TASK INSTRUCTIONS -
1. List the peoples named in the passage about Turkish rule, leaving out the religious terms "Mohammedans" and "Christians."
2. Carry the passage about Turkish rule forward from its last sentence.

READING TEXT -
* * * *
But the Mohammedans respect no laws excepting those sanctioned by the Koran, and the officers charged with the execution of imperial decrees are generally opposed to the boons they are intended to confer on Christians. Many of the Turkish officeholders are also notorious for venality and incapacity, especially in remote provinces, beyond the immediate control of the vigilant foreign ambassadors at the capital. The Armenian rayahs have greater ethnological affinities with the Turks than the Greeks and Slavs. Many of them prosper in official positions in the capital, and as dragomans of foreign embassies, for which they are specially qualified by their adroitness in managing the pashas and their linguistic attainments. They are also clever financiers, and in that department eclipse both Greeks and Jews. But in Armenia proper their condition is made so deplorable by the Turkish officials and by the fearful ravages of the Kurds, that hundreds of Armenians have lately embraced Mohammedanism as the only alternative against these persecutions. The great Greek merchants are not rayahs, but protected foreigners. The Jews are mostly poor.
* * * *
Saved data entries:
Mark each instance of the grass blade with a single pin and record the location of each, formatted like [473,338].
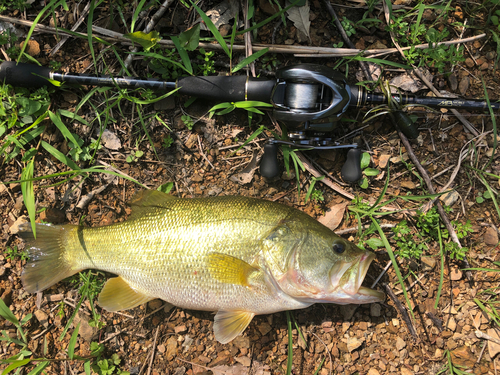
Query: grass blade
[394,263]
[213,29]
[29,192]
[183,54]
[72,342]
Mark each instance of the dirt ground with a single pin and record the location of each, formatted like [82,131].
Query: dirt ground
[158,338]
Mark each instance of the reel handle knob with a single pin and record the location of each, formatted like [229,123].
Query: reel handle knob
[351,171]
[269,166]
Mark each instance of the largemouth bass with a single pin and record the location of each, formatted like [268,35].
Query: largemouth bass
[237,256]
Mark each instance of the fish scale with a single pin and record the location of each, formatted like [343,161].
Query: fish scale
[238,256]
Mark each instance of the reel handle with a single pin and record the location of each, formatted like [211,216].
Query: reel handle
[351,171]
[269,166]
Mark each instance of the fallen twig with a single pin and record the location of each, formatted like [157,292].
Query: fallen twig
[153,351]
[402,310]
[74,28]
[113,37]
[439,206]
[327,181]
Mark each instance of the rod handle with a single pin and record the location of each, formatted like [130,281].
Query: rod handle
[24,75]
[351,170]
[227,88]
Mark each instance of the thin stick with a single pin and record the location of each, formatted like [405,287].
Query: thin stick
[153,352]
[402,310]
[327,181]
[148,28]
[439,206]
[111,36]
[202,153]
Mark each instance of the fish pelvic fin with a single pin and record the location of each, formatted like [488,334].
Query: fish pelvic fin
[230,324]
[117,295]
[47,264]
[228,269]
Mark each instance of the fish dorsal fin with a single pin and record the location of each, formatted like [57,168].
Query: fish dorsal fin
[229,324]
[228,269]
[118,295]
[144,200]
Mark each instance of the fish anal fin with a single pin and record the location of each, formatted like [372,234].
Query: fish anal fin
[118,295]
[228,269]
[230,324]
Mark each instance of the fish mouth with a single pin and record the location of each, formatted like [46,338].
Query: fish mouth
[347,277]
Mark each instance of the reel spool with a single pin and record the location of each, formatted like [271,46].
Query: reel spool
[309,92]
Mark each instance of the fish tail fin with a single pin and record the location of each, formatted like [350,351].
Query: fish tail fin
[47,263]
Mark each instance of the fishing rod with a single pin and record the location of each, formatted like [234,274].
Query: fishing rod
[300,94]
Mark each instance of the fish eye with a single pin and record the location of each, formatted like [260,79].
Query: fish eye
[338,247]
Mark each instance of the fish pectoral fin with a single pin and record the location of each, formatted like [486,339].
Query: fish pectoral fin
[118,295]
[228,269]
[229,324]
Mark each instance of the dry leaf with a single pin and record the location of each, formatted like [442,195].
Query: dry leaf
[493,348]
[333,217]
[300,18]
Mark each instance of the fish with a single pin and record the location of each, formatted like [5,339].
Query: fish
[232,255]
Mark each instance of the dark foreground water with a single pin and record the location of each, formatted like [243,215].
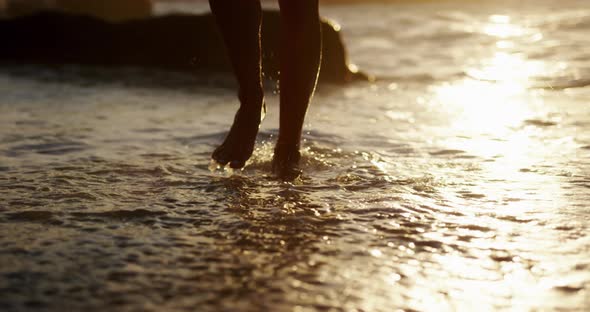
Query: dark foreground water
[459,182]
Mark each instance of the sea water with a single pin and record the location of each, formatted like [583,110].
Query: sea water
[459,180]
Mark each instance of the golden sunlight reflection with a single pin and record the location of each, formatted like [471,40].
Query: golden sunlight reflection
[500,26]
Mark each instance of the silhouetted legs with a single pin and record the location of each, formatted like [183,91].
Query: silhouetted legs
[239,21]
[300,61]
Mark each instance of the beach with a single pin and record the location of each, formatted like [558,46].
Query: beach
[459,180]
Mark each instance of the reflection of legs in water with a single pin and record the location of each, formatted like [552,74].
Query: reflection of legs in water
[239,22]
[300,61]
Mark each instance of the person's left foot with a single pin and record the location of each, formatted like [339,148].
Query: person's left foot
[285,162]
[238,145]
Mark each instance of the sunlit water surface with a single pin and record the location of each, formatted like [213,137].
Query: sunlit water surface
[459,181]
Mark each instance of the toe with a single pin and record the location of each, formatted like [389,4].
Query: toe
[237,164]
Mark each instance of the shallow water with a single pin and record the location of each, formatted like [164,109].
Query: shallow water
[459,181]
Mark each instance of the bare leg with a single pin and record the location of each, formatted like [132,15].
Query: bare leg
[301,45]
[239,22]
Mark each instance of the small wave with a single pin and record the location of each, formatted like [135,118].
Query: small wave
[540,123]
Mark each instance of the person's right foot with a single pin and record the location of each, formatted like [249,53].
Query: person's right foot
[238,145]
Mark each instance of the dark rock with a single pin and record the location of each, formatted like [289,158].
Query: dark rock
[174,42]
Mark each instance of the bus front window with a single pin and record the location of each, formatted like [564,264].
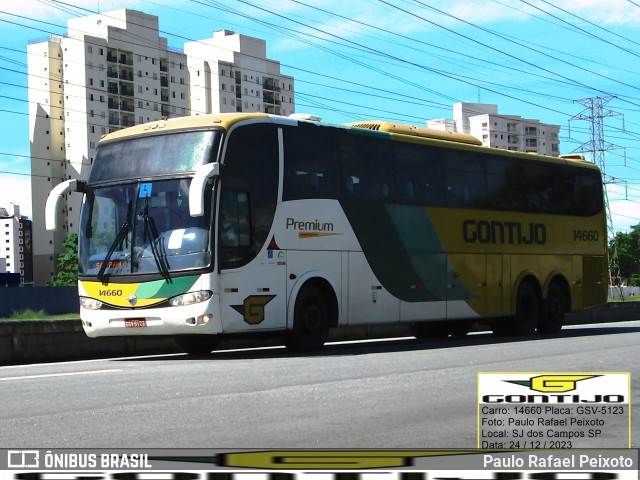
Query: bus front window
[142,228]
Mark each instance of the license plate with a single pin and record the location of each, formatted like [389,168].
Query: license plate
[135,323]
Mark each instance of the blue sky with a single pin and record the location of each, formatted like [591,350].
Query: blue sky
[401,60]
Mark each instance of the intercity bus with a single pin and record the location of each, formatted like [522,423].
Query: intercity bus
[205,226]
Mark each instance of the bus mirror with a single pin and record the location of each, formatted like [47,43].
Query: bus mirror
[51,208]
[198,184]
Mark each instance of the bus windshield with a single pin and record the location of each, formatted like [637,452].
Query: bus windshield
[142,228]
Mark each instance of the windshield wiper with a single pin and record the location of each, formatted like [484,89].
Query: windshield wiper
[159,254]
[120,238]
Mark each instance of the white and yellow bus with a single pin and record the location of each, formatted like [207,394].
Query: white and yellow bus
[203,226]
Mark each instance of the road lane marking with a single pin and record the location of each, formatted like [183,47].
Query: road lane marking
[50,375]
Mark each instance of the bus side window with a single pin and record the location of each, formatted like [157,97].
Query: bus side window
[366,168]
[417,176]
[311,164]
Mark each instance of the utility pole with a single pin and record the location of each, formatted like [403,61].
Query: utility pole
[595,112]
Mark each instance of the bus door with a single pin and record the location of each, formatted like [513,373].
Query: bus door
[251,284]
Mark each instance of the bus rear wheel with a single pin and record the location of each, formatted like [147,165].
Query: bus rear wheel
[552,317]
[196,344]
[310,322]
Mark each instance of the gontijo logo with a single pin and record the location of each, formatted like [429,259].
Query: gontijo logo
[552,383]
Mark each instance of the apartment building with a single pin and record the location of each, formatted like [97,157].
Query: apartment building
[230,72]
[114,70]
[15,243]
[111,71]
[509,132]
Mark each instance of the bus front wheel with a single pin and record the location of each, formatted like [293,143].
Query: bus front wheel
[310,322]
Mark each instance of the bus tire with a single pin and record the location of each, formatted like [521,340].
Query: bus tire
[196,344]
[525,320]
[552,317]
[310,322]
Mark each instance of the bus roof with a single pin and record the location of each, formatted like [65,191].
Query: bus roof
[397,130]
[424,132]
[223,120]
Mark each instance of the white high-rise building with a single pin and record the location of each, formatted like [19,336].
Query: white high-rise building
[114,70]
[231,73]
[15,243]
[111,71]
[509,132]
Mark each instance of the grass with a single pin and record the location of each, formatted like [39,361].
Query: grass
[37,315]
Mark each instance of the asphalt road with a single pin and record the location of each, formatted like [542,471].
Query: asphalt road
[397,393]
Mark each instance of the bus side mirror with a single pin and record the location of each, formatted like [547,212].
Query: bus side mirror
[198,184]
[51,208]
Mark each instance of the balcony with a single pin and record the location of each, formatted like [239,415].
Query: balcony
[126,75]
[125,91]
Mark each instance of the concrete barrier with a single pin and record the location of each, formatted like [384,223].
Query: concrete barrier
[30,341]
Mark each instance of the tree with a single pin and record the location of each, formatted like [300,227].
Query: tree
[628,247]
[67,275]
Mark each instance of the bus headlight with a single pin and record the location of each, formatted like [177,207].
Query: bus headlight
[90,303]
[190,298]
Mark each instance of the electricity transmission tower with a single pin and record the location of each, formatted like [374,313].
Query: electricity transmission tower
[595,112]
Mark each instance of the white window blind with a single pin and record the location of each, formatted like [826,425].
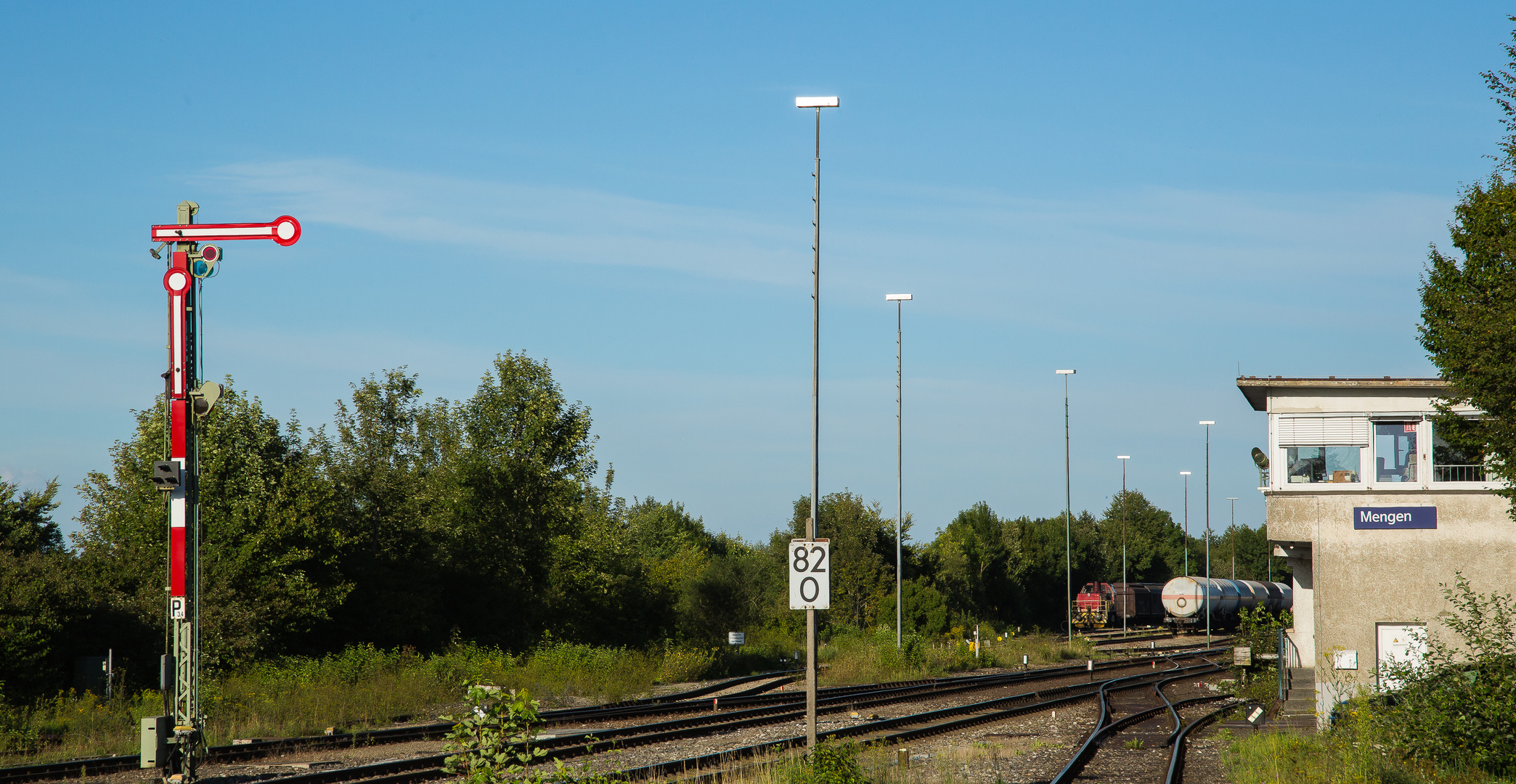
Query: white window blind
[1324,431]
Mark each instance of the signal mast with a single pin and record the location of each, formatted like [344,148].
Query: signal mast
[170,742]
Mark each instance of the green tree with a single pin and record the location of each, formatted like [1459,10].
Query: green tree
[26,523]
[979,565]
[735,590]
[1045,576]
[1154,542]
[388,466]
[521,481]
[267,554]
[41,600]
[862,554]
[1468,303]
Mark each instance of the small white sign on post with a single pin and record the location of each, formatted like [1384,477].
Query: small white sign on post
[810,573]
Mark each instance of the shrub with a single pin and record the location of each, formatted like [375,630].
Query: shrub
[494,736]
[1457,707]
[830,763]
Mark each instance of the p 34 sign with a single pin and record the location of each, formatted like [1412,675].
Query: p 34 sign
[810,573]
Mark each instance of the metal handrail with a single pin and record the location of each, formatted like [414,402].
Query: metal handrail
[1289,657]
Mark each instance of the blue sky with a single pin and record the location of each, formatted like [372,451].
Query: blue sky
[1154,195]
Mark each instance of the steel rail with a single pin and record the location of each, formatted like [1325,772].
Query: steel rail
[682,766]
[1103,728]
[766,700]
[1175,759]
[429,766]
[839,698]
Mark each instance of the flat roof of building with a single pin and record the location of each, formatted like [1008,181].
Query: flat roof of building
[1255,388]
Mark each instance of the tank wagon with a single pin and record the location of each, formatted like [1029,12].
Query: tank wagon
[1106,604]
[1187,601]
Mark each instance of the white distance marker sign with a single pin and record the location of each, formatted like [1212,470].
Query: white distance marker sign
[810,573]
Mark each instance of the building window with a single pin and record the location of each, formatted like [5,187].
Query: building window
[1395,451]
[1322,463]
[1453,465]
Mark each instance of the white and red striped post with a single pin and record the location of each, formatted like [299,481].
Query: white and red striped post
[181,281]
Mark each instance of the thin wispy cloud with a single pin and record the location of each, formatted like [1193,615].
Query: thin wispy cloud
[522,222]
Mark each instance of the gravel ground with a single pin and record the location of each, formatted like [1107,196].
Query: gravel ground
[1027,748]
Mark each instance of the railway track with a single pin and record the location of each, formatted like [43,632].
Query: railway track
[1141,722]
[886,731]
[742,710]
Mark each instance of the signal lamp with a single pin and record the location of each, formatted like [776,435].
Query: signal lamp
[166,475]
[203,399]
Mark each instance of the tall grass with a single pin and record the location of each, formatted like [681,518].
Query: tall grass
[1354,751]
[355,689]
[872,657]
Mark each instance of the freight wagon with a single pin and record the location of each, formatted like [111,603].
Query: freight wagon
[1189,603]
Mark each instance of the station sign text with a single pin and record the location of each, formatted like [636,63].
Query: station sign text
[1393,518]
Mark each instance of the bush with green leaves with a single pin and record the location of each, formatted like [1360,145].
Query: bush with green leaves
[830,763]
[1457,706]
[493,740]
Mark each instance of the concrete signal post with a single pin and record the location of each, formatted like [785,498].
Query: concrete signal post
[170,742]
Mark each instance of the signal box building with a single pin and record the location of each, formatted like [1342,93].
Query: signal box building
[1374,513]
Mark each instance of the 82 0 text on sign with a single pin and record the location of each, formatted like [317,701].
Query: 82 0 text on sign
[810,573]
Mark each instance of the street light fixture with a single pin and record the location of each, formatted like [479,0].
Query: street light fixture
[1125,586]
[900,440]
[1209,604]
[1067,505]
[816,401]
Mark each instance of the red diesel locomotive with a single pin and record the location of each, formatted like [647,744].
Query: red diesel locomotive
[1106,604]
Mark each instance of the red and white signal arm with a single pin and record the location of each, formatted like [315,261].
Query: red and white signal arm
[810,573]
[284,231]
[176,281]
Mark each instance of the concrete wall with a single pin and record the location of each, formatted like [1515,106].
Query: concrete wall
* * * *
EXERCISE RESULTS -
1. Turks, Armenians, Greeks, Slavs, Kurds, Jews

2.
They are descendants of refugees from Spanish persecution, retain a Spanish dialect, and are obliged to wear a distinctive costume, excepting a few whose wealth secures them special privileges. They are despised by the Turks and periodically persecuted by the Greeks. The Turks fully respect only foreigners invested with official rank or with powerful protection. In the absence of such prestige, the slightest provocation is apt to reveal their innate prejudices against the giaour, though, when not under the influence of fanatical or criminal passion, they are remarkable for their dignity and courtesy, and for honesty in their private relations. - The Turkish government, or Sublime Porte, is an absolute monarchy, the rule of which is vested in a sultan (officially called padishah, supreme ruler) of the dynasty of Othman. The sultan is allowed to govern in the most arbitrary manner, except in matters of religion and law, which require the concurrence of the sheikh ul-Islam (grand mufti). The succession to the throne has from the first been vested in the oldest surviving male member of the ruling family.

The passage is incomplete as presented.